== Work instructions ==
What follows are records. Restate all of them word for word.

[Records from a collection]
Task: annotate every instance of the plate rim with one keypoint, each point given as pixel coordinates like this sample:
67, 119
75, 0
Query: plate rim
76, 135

== Your response ==
Task: annotate every instance of the plate rim with one keypoint, each point given as pixel coordinates like this sample:
67, 119
75, 0
Query: plate rim
76, 135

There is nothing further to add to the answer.